● Task item:
Format the lines between the one containing "Your job is" and the one containing "363V462L359 463V420L369 421L367", inclusive, as a numbered list without any blank lines.

● Study material:
######

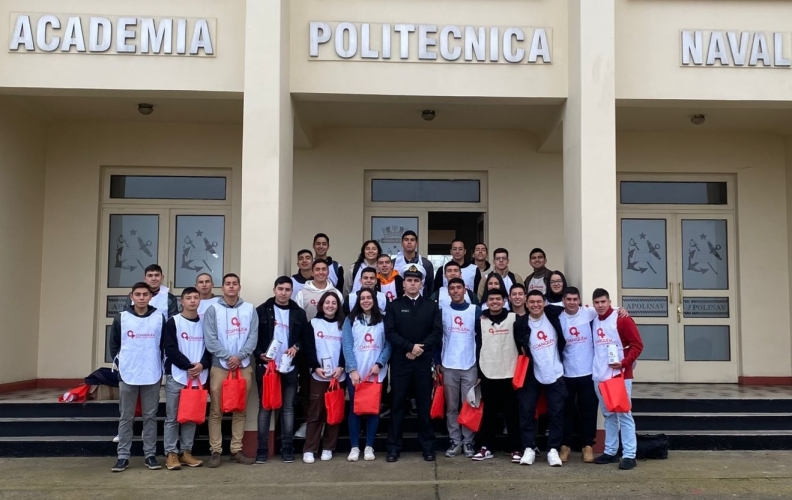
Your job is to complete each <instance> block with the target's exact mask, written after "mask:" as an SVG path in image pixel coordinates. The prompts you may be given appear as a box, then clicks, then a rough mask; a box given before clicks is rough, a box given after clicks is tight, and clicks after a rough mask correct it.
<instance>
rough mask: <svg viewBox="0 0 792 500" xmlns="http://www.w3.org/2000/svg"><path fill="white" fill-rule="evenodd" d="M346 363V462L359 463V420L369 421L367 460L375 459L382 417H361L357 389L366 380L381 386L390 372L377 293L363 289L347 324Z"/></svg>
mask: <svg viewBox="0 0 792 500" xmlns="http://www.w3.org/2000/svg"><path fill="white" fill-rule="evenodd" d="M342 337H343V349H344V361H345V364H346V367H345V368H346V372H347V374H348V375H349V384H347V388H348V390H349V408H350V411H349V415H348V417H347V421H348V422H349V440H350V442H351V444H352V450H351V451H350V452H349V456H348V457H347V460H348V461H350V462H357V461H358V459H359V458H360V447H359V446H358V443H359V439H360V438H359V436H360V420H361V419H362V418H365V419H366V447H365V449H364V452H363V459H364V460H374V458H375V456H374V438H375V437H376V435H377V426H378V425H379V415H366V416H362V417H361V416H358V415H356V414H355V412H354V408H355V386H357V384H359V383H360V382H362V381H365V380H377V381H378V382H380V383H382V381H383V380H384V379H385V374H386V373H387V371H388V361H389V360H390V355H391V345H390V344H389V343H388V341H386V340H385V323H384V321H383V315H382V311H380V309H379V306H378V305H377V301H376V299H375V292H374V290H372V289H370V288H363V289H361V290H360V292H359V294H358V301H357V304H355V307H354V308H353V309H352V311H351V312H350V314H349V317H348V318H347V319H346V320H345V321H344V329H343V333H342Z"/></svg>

######

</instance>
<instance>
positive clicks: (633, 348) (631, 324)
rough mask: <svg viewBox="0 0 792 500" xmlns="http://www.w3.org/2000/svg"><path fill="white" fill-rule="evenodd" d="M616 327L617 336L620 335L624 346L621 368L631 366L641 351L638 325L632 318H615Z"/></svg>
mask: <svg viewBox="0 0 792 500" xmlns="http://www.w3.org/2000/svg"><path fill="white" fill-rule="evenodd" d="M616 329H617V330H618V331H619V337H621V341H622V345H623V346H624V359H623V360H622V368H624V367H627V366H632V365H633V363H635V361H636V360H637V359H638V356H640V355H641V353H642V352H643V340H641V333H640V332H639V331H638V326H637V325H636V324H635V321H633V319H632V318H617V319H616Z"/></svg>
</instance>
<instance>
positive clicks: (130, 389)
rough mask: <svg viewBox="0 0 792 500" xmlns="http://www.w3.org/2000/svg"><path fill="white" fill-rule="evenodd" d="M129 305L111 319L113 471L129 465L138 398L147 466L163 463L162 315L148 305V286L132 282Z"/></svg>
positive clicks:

######

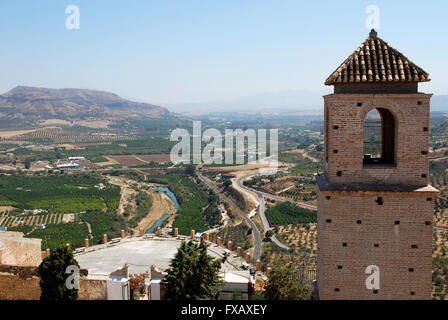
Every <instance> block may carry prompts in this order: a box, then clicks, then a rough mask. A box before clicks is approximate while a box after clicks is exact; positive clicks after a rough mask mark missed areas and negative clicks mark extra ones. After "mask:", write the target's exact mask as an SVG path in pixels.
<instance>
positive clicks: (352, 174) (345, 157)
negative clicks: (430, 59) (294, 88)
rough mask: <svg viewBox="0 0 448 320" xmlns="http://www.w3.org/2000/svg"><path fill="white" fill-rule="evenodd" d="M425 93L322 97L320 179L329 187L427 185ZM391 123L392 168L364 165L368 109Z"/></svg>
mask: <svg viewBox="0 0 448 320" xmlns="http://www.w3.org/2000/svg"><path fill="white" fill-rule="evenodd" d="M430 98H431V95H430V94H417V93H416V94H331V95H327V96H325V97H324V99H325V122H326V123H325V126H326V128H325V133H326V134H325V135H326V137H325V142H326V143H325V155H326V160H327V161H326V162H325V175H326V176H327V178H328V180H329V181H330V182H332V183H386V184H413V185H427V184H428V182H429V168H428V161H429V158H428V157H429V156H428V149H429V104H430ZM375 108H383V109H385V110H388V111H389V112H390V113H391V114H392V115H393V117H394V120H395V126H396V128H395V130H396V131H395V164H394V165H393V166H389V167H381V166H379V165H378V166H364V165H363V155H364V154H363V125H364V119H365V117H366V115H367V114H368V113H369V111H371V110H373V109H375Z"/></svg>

######

● Answer to the problem:
1. Your job is to complete each <instance> block with the target's exact mask, written after "mask:" as an SVG path in image pixel coordinates. The prompts you may be given appear as a box, then clicks, then a rough mask; a box given before clicks is rough, a box given after clicks is tight, and clicks after a rough mask correct it.
2. <instance>
3. rough mask: <svg viewBox="0 0 792 500" xmlns="http://www.w3.org/2000/svg"><path fill="white" fill-rule="evenodd" d="M346 363V462L359 463V420L369 421L367 460L375 459L382 417H361L357 389L366 380L381 386L390 372L377 293L363 289L347 324Z"/></svg>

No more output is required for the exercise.